— DIRECTIONS FOR THIS TASK —
Find "TARGET = woman's neck" and "TARGET = tall tree" in the records below. Copy the lines holding them and every line between, exactly, and no others.

— RECORDS FOR THIS EXERCISE —
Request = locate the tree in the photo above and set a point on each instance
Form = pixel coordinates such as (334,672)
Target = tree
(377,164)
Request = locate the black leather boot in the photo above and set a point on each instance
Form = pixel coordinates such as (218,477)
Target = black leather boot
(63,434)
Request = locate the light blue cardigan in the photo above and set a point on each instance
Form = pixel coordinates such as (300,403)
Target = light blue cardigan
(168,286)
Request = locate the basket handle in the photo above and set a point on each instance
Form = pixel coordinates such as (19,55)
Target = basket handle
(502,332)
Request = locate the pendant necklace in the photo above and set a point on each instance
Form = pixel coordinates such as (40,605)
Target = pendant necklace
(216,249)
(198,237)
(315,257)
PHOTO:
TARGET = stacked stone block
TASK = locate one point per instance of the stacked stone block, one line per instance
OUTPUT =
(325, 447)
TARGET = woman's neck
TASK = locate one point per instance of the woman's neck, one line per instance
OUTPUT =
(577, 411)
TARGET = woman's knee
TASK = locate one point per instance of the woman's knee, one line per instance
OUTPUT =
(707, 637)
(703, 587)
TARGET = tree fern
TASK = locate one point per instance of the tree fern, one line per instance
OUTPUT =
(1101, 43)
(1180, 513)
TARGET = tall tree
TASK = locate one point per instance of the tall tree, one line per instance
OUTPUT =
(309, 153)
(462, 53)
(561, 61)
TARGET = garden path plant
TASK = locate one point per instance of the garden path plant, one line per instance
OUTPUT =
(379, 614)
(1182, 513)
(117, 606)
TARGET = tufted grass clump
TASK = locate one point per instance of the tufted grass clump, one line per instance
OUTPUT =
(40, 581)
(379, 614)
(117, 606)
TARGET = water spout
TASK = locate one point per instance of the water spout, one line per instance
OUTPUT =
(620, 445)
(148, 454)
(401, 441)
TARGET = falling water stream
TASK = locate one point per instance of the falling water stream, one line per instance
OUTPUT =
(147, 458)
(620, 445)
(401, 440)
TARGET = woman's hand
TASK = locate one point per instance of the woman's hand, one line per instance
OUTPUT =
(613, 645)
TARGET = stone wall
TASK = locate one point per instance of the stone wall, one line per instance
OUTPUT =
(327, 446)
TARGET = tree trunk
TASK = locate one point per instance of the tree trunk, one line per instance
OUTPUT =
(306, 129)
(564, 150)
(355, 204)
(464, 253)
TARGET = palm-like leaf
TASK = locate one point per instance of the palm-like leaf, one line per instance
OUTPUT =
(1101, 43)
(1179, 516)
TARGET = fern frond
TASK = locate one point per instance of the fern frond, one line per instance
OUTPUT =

— WRITTEN ANSWER —
TARGET = woman's neck
TASK = locate one point per instance of the woman's neck, one line per instance
OUTPUT =
(577, 411)
TARGET = woman's knee
TASK = locate one point per instance of the woman's knee, one line per instance
OUTPUT =
(707, 637)
(703, 587)
TARGET = tree fern
TASK = locate one point per instance of the tree fern, one line per instance
OUTPUT =
(1101, 43)
(1180, 513)
TARGET = tall tree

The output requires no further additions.